> **TASK OBJECTIVE**: Rewrite the items from the line with "of the granite" to the line with "[[359, 635], [719, 432]]", swapping "target phrase" for "reference phrase" and leaving everything else unchanged. Return only those lines.

═══

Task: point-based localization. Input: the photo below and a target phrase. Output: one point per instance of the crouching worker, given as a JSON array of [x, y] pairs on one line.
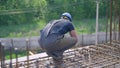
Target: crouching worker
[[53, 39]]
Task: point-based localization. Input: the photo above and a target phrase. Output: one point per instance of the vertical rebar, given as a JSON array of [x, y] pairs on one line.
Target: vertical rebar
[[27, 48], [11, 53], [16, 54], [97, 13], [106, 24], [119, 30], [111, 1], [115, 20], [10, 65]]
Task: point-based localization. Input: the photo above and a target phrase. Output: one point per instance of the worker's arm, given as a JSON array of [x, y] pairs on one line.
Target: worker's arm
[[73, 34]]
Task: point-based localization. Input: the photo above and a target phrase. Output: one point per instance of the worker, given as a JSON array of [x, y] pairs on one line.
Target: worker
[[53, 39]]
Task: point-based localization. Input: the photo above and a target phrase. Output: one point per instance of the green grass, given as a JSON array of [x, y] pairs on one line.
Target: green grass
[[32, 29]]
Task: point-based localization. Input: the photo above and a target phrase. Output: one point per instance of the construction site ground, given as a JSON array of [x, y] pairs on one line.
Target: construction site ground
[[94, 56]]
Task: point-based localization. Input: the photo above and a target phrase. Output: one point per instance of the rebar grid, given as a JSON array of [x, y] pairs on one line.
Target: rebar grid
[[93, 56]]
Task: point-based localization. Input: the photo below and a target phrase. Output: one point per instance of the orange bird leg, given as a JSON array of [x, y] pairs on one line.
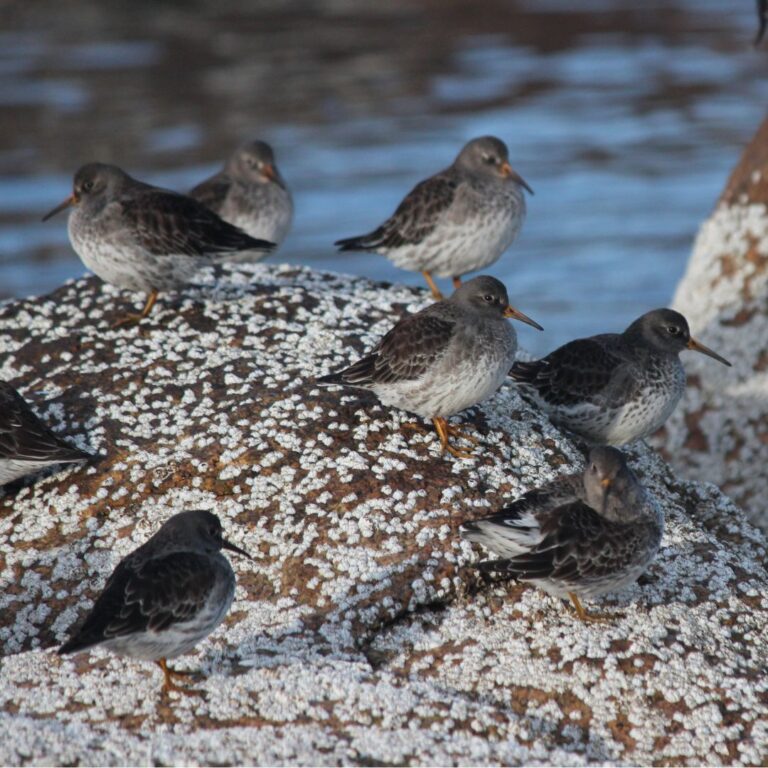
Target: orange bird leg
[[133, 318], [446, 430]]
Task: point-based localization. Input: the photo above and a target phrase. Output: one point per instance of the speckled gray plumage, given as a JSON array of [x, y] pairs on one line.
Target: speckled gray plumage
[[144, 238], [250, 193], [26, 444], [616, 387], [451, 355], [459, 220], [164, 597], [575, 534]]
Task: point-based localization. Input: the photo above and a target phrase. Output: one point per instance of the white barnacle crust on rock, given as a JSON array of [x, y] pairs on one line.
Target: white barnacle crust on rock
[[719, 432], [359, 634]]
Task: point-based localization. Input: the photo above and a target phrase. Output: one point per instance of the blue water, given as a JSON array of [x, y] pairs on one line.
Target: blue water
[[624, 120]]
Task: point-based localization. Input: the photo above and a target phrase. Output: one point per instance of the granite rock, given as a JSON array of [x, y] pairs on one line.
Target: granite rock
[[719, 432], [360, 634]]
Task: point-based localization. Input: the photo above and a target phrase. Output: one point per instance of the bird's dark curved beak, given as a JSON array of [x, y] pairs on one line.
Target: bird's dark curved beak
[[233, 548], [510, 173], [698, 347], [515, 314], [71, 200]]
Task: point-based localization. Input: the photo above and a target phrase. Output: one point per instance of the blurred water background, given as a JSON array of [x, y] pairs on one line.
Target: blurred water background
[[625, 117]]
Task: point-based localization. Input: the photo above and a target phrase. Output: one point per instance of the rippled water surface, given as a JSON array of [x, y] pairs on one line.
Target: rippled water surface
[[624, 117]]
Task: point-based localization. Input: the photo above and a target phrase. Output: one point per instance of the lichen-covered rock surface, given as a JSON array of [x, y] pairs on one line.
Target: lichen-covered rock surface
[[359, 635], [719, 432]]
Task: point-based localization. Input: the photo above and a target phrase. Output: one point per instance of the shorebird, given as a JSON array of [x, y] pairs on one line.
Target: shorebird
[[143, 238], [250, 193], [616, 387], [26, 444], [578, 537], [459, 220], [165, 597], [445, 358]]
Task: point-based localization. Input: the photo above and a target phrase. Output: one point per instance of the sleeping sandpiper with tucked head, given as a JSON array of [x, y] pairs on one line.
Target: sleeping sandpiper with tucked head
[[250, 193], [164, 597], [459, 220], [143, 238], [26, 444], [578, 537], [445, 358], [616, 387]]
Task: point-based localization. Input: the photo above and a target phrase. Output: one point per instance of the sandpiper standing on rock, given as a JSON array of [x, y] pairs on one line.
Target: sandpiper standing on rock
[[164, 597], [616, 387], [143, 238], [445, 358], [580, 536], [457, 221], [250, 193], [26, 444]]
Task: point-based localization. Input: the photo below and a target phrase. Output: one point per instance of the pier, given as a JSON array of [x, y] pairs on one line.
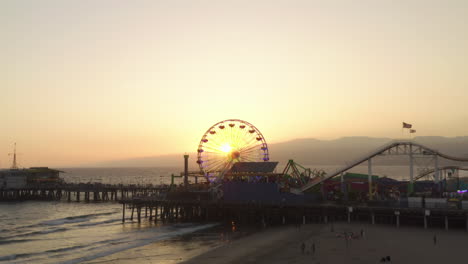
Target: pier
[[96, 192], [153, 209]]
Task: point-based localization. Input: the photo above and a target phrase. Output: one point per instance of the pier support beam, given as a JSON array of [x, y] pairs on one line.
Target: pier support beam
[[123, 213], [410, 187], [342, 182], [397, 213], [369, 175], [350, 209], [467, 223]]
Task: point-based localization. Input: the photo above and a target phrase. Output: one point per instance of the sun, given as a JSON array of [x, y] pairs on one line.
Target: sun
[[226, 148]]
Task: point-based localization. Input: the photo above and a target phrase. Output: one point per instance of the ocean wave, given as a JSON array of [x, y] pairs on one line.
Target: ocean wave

═══

> **ANSWER FOR THE TASK**:
Task: point-based localization. Input: the photo above and a reference phrase. Output: one point per instance of the granite rock, given as a JSON array of [x, y] pairs on one line.
Target: granite rock
[[719, 432], [360, 634]]
Task: point-based localization. Input: the photo above and a reference phrase. Output: one point per instance of the bird's dark curved beak, given as a JSON array of [x, y] pairs on one line.
Target: bird's dark curved beak
[[233, 548], [510, 173], [698, 347], [515, 314], [71, 200]]
Task: point-based localization. Input: the photo above and a reference phrase. Output: one point per instance of the blurred water background, given as a JSON array of [x, y] pairs on one line.
Target: blurred water background
[[625, 117]]
Task: point-based localization. Input: the photo above and a reference phrase. Output: one point per instance of the rippled water surface, given as a JSON array of [x, y] pairs on one line.
Target: rippled water surface
[[624, 117]]
Task: point-based localization. Input: the photo above and a reference phrase. Output: one point per instance of the lichen-covered rock surface, given as a JSON array of [x, y] pairs on one line.
Target: lichen-covered rock surface
[[359, 635], [719, 432]]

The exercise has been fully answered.